Will you extract the entries word for word? Images should not appear in the copy.

— start Entries supplied —

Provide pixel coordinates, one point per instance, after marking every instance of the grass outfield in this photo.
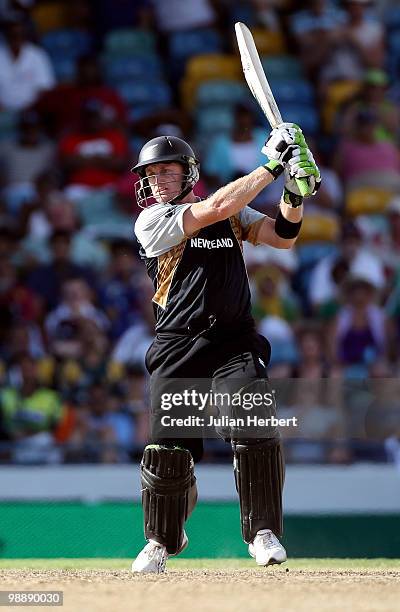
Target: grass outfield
(217, 564)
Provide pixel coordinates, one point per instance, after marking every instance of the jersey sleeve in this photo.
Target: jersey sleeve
(251, 221)
(160, 228)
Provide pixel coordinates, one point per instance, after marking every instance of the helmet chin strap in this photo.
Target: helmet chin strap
(182, 195)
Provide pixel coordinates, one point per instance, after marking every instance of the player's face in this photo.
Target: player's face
(165, 180)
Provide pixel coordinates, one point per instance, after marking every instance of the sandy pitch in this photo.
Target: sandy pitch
(193, 590)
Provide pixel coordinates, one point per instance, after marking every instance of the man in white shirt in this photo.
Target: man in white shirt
(25, 69)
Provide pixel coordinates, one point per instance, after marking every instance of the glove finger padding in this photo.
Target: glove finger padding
(282, 141)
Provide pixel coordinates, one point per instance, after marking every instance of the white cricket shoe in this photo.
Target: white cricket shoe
(153, 557)
(266, 548)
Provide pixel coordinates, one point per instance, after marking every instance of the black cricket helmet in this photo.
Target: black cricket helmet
(165, 149)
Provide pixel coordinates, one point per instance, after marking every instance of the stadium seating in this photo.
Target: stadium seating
(269, 42)
(304, 115)
(392, 19)
(337, 94)
(367, 201)
(282, 67)
(221, 92)
(214, 120)
(193, 42)
(393, 56)
(155, 93)
(64, 69)
(318, 227)
(126, 68)
(49, 16)
(207, 67)
(67, 43)
(8, 124)
(129, 42)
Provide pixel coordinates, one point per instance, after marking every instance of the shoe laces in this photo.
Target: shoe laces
(268, 539)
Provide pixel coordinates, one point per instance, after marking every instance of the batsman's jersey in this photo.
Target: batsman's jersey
(198, 278)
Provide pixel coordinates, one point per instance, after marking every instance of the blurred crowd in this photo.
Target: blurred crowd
(83, 85)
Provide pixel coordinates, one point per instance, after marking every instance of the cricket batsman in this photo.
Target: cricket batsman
(204, 327)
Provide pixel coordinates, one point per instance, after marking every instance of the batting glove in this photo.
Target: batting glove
(302, 165)
(280, 144)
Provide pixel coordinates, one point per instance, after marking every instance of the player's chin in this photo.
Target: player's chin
(165, 197)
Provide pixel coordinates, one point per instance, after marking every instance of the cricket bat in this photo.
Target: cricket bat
(258, 83)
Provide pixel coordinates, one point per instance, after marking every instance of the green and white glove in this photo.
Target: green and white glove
(280, 145)
(301, 165)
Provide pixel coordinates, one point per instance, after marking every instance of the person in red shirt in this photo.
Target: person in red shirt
(94, 155)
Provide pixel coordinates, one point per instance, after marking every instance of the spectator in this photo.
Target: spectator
(14, 9)
(25, 69)
(274, 297)
(373, 96)
(230, 156)
(119, 295)
(20, 300)
(330, 272)
(94, 156)
(362, 153)
(132, 346)
(23, 160)
(105, 432)
(61, 107)
(115, 14)
(22, 338)
(46, 281)
(178, 15)
(313, 362)
(384, 241)
(314, 31)
(31, 414)
(66, 325)
(366, 32)
(48, 211)
(358, 334)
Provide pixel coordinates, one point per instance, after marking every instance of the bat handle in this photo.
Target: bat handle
(303, 186)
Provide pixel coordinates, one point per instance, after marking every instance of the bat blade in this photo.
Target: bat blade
(255, 75)
(258, 83)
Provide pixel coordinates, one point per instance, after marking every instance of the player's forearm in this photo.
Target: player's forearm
(231, 198)
(294, 215)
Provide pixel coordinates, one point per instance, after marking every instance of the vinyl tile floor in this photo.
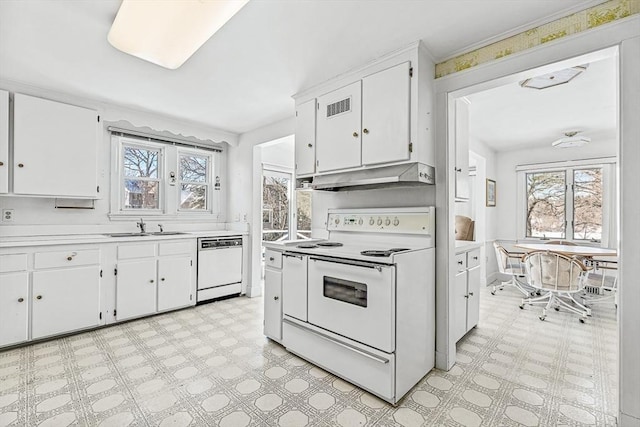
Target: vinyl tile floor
(211, 365)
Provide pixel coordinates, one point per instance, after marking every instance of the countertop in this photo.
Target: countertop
(66, 239)
(466, 246)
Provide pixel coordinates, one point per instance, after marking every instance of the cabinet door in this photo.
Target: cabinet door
(473, 302)
(462, 149)
(459, 309)
(175, 280)
(294, 286)
(4, 142)
(65, 300)
(385, 115)
(273, 303)
(136, 289)
(306, 138)
(55, 148)
(14, 297)
(338, 132)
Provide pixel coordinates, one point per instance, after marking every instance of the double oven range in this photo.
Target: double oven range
(361, 304)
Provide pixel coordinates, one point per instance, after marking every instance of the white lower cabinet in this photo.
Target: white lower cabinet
(136, 289)
(148, 281)
(466, 293)
(273, 295)
(65, 300)
(14, 307)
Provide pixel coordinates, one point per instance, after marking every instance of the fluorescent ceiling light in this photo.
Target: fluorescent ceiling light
(168, 32)
(553, 79)
(570, 140)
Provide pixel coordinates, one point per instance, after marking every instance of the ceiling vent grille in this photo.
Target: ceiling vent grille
(339, 107)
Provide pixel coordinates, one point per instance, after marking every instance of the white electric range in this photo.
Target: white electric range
(361, 304)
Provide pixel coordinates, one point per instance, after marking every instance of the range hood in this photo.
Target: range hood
(404, 175)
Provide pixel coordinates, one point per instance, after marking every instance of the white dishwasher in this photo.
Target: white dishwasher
(219, 267)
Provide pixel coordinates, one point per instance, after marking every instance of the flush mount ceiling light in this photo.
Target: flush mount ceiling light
(554, 79)
(168, 32)
(571, 139)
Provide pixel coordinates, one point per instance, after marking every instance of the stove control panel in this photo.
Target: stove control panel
(390, 222)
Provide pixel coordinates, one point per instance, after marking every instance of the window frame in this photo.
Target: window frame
(609, 207)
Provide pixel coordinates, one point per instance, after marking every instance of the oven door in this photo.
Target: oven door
(353, 299)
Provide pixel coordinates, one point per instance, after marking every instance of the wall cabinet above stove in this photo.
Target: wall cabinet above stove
(377, 115)
(54, 149)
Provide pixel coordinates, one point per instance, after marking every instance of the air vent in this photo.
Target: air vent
(342, 106)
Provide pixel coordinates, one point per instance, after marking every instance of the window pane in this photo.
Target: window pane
(587, 204)
(193, 168)
(303, 213)
(546, 204)
(141, 163)
(193, 197)
(141, 194)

— end Entries supplied —

Output of the exercise =>
Provide pixel coordinates, one point per instance, after marking every instance of the grass outfield in this photo.
Target: grass outfield
(217, 564)
Provide pixel coordinates, one point per instance, after marking every instance of the jersey sleeve in this photo.
Target: jersey sleeve
(251, 221)
(160, 228)
Provide pixel coordinates, one point per instance, after marking every instance of the helmet chin strap in this photo.
Target: helmet chin strap
(182, 195)
Provide pixel coordinates, one point per instance, after marking every instance of the player's face in this photo.
Target: player's face
(165, 180)
Provide pixel coordinates, one point per instance, after marking every instance of the sandy pitch in this photo.
Target: sandy pitch
(193, 590)
Provide pixel coordinates, one point per instance, after marking every instance of the man in white shirt in this photo.
Target: man in white shirt
(25, 69)
Provide pixel coordinates, one point per instance, after marking every instance of the glove finger padding in this photo.
Target: glove finger padding
(282, 141)
Provide pixel coordinates, one point per instance, after marking every instance of the white cricket shoe in this photo.
Target: white cricket shoe
(153, 557)
(266, 548)
Provide pixel coordinates, one point per instance, after marking every instance of the black cricket helmet in this photo.
Target: black cricket helmet
(165, 149)
Provide pixel coordinates, one point per instance, after marking every instance of the stadium seating in this photo.
Target: stadium seating
(269, 42)
(304, 115)
(392, 19)
(337, 94)
(367, 201)
(282, 67)
(221, 92)
(214, 120)
(193, 42)
(393, 56)
(155, 93)
(64, 69)
(318, 227)
(126, 68)
(49, 16)
(207, 67)
(67, 43)
(8, 124)
(129, 42)
Provide pixel coordinates, one point per instance, after marking every instance of the shoe laces in this photo.
Target: shoe laces
(268, 539)
Provide pixel coordinates, one point per instance, after marking every instance of the batsman's jersey in this photo.
Target: batsman's jersey
(198, 278)
Provide pixel coordinates, one point per instance, after marking every instance of the blurred crowd in this photo.
Target: blurred crowd
(83, 85)
Provide pixel coordinates, one point per instance, after marking every instance of the cricket batsman in this photo.
Target: cricket batsman
(204, 327)
Provide pixel coordinates, one point per instance, after marking every instance of the batting glove in this photo.
Target: batting glove
(302, 165)
(280, 144)
Provide pixel coordinates, one point per instance, after marking every instance of the player's chin in this photo.
Target: player's chin
(165, 197)
Provide pixel coordinates, one point per instance, after marking every instance of the cricket bat in this photo.
Target: cricket bat
(258, 83)
Provide pixel coordinates, one point per instance, after marking every instance of the green and white glove in this photo.
Target: green and white glove
(280, 145)
(301, 165)
Provide pixel coordinates, one point per instance, after marking every instance of the person in red shirt in this photo.
Target: person in red shirt
(94, 155)
Provide pixel coordinates, one point per instance, after marking every instance of the spectator in this photo.
Target: spectator
(14, 9)
(25, 69)
(274, 297)
(373, 96)
(230, 156)
(119, 295)
(20, 300)
(330, 272)
(94, 156)
(362, 153)
(132, 346)
(23, 160)
(105, 432)
(61, 107)
(115, 14)
(22, 338)
(46, 281)
(178, 15)
(313, 362)
(384, 241)
(314, 31)
(31, 414)
(66, 325)
(366, 32)
(48, 211)
(358, 334)
Provide pixel coordinates, one point per instance, after marking every instance of the bat handle in this photo.
Target: bat handle
(303, 186)
Provide pixel coordinates, one point per instance, after marking every instance of the bat blade in this photo.
Target: bat blade
(255, 75)
(258, 83)
Provide pixel coordinates, one point per instance, after marking every instance of the player's forearm in this photo.
Target: player's forearm
(231, 198)
(294, 215)
Provide pixel coordinates, one point per instance, after marking every instance of the vinyl tile floor in this photo.
Target: vinyl tile floor
(211, 365)
Provide pixel coordinates, one point per instance, after marking every instance of the countertop in this photo.
Target: countertop
(66, 239)
(466, 246)
Provide pixel coordinates, one point per instance, after marking every instance of the cabinet door in this photo.
Target: cabinet door
(473, 302)
(462, 149)
(459, 309)
(175, 280)
(294, 286)
(4, 142)
(65, 300)
(385, 115)
(273, 303)
(136, 289)
(306, 138)
(55, 148)
(14, 297)
(338, 132)
Provide pixel coordinates, one point per instance, after marking every instance of the double oven range in this photo.
Target: double oven range
(361, 304)
Provide pixel coordinates, one point per instance, after marking every instance of the white lower cabinet in this photo.
Target: white lower cabinet
(136, 289)
(148, 281)
(466, 293)
(273, 295)
(65, 300)
(14, 307)
Provide pixel coordinates, one point per instance, after marking every instance of the fluorescent ceiling light in this photo.
Target: fluorescent ceiling light
(168, 32)
(553, 79)
(570, 140)
Provide pixel coordinates, one point per instance, after marking every instance of the ceiling vent grille in this photo.
Target: ceiling vent grille
(339, 107)
Provide pixel coordinates, one point per instance, after marking every instance of the white electric range in this photo.
Target: white electric range
(361, 304)
Provide pixel coordinates, one point per instance, after marking every instance of the range hood in this photo.
Target: range hood
(404, 175)
Provide pixel coordinates, one point per instance, after marking every instance of the white dishwasher in this photo.
Target: white dishwasher
(219, 267)
Provide pixel coordinates, one point per instance, after marking every instance of the flush mount ceiling light in this photo.
Target: flush mount ceiling light
(554, 79)
(168, 32)
(571, 139)
Provide pixel coordinates, one point per instance, after marking every instance of the stove control panel in this photo.
Target: stove control panel
(390, 222)
Provide pixel coordinates, one point per instance, after marking every instance of the window frame in this photo.
Target: window frame
(609, 207)
Provide pixel coordinates, one point per instance, after marking every instance of the oven door in this photo.
Target: oven door
(353, 299)
Provide pixel coordinates, one point per instance, after marking every instance of the wall cabinet above stove in this photo.
Target: wall cabinet above stove
(377, 115)
(54, 149)
Provide pixel coordinates, one point per instance, after marking every instance of the air vent in this photo.
Target: air vent
(342, 106)
Provide pixel coordinates, one point per instance, after marking every instance of the window pane in this photo.
Target: window pane
(587, 204)
(193, 168)
(303, 213)
(546, 204)
(141, 163)
(193, 197)
(141, 194)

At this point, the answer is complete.